_Dataset content_
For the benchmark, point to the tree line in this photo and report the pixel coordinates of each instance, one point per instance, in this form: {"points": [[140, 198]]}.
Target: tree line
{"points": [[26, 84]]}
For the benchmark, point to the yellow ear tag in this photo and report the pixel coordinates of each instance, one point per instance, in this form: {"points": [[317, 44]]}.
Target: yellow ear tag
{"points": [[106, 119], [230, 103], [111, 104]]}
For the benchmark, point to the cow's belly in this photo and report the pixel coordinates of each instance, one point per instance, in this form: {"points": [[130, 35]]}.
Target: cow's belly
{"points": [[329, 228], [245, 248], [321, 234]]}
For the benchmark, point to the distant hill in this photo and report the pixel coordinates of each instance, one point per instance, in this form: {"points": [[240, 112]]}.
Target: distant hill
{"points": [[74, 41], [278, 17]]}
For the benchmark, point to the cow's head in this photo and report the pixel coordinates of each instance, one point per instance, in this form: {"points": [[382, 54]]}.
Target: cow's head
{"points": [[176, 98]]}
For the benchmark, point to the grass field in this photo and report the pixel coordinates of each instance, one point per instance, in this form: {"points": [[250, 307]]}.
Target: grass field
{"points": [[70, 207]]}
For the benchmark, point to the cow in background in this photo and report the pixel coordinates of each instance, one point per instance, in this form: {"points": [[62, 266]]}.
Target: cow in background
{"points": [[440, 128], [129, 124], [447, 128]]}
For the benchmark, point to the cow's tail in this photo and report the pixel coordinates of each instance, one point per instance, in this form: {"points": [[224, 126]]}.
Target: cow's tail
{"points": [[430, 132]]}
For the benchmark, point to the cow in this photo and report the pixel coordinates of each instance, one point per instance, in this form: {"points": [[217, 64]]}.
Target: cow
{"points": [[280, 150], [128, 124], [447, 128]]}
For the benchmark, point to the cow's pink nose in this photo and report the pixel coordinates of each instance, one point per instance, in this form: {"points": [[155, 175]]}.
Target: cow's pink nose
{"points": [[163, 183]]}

_Task_
Set down every line of the listing above again, exactly as given.

_Completed exercise_
For the benchmark, point to the tree line in this photo and report the pixel coordinates of each instance, one point per instance, in this form: {"points": [[140, 198]]}.
Target: tree line
{"points": [[26, 84]]}
For the benchmark, point to the yellow ear tag in this photo and report the pixel coordinates of each instance, one point per instance, in this form: {"points": [[317, 44]]}.
Target: yellow ear tag
{"points": [[106, 119], [230, 103], [111, 104]]}
For the benchmark, point to the cow's belly in this photo and report the pixel coordinates of each instance, one point per instance, in this form: {"points": [[130, 35]]}.
Target: cow's belly
{"points": [[329, 228], [245, 248], [321, 234]]}
For the benchmark, point to the distant hill in this photo and report the pixel coordinates of each instance, one point per instance, in this form: {"points": [[240, 112]]}.
Target: distant hill
{"points": [[74, 41], [278, 17]]}
For the benchmark, point to the cow's head in this photo and report the pixel coordinates of each instance, one point per instance, in this form: {"points": [[382, 54]]}.
Target: cow's head
{"points": [[176, 98]]}
For the benchmark, point to the grass field in this photo and report the pixel coordinates of each instance, one point per instance, in this form: {"points": [[250, 307]]}.
Target: grass field
{"points": [[70, 207]]}
For the benchmark, point to the cow in background in this photo and report the pixel coordinates of each instance, one point per instance, in this form: {"points": [[62, 266]]}.
Target: cow in background
{"points": [[440, 128], [129, 124], [447, 128]]}
For the benchmark, point to the cow's tail in this photo and report the pixel coordinates of each instance, one point per instance, in this form: {"points": [[224, 126]]}.
Target: cow's tail
{"points": [[430, 132]]}
For the benchmark, point to the cow in this photo and report the pixel coordinates of each instance, one point per instance, in this form: {"points": [[217, 64]]}.
Target: cow
{"points": [[280, 150], [128, 124], [447, 128]]}
For the benchmark, point to the cow's pink nose in this photo and report the pixel coordinates of each instance, one point per instance, in this form: {"points": [[155, 175]]}.
Target: cow's pink nose
{"points": [[163, 183]]}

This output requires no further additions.